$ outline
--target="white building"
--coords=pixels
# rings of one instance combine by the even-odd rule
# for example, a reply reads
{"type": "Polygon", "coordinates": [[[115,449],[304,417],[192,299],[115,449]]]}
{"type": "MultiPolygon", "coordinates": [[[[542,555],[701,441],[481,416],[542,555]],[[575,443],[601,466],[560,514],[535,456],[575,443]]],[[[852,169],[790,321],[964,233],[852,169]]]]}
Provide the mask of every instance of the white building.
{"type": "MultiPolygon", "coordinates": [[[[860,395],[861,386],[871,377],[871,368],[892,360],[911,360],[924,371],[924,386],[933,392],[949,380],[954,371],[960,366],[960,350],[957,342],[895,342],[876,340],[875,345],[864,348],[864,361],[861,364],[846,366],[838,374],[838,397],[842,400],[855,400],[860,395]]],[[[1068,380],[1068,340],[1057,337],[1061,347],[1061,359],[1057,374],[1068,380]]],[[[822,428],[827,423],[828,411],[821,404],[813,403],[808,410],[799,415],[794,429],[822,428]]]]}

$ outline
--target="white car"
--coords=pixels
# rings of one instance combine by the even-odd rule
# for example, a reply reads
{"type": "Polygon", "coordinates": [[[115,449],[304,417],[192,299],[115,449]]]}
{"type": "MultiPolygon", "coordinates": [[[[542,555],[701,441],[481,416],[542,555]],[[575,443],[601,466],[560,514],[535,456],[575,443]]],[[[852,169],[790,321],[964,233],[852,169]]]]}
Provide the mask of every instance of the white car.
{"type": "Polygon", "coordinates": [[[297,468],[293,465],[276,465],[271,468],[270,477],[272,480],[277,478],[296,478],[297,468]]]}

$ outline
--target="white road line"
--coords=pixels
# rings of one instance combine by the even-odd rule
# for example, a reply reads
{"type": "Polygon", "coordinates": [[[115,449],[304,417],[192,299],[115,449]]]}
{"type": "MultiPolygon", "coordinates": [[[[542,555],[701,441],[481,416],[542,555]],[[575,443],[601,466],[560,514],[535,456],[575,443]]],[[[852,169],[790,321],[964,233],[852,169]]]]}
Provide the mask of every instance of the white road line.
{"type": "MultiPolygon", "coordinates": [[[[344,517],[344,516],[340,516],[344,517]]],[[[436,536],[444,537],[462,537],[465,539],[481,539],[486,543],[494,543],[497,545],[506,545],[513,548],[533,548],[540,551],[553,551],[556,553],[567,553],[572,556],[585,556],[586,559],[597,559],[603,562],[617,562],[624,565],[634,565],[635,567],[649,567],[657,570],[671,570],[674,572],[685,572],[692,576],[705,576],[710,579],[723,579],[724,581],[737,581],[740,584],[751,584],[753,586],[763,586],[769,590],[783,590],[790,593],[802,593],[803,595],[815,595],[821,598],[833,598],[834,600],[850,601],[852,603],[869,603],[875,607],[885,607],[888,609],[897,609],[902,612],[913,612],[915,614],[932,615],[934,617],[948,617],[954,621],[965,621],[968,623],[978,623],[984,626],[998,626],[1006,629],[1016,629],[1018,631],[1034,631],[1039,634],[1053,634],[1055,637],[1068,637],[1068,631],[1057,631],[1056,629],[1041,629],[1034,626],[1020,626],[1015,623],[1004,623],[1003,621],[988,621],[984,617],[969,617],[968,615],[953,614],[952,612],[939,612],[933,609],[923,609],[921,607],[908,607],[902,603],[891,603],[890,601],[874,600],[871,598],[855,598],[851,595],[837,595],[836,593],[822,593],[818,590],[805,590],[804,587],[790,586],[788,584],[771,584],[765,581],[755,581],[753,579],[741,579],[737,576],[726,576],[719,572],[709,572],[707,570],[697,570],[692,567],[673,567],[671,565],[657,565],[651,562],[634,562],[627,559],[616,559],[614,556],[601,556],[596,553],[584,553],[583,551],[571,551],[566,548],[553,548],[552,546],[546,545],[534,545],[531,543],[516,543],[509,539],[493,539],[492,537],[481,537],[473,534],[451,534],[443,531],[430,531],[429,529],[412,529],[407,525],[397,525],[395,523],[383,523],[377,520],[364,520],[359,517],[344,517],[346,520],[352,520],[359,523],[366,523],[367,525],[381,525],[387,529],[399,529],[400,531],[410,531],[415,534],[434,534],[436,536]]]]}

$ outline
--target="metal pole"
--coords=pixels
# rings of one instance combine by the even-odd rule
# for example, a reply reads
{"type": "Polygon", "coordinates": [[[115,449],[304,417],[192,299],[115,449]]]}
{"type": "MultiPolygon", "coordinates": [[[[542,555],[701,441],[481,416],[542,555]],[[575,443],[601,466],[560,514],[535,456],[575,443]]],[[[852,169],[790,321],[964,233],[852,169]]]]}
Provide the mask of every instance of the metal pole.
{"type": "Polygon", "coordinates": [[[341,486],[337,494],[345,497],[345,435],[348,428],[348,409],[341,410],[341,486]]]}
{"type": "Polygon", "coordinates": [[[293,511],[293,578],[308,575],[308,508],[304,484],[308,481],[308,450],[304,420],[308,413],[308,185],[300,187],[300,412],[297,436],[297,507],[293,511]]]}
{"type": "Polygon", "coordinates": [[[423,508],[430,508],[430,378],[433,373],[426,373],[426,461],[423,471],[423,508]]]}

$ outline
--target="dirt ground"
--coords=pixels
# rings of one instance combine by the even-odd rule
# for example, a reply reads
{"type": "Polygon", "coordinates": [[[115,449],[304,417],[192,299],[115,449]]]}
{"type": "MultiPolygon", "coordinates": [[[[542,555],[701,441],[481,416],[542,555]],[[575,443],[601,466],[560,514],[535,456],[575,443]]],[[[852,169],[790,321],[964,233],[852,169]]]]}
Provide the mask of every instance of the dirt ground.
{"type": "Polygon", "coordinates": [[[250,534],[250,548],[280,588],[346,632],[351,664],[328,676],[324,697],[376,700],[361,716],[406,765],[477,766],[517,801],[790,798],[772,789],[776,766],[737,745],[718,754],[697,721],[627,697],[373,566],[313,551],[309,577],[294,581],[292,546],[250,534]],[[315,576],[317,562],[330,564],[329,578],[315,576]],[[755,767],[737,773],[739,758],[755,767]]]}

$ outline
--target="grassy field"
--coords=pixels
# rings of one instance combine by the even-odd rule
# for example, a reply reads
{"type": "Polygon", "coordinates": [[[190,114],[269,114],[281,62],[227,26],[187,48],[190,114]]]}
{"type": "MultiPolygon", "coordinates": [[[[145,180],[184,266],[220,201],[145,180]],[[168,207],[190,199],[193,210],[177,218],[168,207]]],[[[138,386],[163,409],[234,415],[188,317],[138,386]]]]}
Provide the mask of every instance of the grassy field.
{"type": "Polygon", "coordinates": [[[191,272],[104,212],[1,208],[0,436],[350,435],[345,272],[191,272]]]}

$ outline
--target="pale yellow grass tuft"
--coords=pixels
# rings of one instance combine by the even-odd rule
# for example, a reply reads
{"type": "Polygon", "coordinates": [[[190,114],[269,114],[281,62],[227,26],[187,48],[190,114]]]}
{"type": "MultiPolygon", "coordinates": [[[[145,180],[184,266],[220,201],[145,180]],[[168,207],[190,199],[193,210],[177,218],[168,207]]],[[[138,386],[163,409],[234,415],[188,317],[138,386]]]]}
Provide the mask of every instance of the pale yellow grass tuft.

▶ **To be done**: Copy everything from the start of the items down to the line containing "Provide the mask of every instance of the white building.", word for word, with both ends included.

▶ **Result**:
$ outline
--target="white building"
--coords=pixels
# rings of one instance combine by the even-odd rule
# for example, a reply reads
{"type": "Polygon", "coordinates": [[[115,449],[304,417],[192,299],[115,449]]]}
{"type": "MultiPolygon", "coordinates": [[[[542,555],[701,441],[481,416],[542,555]],[[575,443],[601,466],[560,514],[535,456],[575,443]]],[[[852,169],[790,321],[964,233],[852,169]]]]}
Provide the mask of every instance of the white building.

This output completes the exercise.